● Extracted records:
[start]
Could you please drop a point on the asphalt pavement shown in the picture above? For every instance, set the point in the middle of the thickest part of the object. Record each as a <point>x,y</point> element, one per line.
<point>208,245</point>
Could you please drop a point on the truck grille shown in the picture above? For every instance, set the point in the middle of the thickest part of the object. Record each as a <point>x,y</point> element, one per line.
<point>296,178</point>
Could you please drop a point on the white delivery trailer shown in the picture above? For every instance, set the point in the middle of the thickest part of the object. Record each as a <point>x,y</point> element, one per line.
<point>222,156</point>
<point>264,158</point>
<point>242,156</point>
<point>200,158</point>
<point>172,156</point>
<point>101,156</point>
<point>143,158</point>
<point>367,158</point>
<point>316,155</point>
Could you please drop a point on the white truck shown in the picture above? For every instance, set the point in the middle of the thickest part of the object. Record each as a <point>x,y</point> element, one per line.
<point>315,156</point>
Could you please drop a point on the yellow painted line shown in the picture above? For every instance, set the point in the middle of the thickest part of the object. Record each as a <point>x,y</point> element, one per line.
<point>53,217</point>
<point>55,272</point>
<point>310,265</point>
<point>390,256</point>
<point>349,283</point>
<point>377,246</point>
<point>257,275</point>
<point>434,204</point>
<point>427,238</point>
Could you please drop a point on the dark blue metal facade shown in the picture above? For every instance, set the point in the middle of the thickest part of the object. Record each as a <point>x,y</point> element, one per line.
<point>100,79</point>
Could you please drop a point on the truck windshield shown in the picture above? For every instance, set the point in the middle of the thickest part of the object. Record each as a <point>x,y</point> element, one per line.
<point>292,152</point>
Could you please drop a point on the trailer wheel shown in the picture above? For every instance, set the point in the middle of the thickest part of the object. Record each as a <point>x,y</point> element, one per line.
[end]
● What is asked:
Copy out the rows above word for word, starting at the line that contains "Could you please drop a point on the truck grille" and ending at the line that contains "<point>296,178</point>", both lines included.

● Response for this exercise:
Could you please drop a point on the truck grille shown in the picture above? For every instance, set the point in the middle of the thickest part of the object. Record each as a <point>x,y</point> element, one per line.
<point>296,178</point>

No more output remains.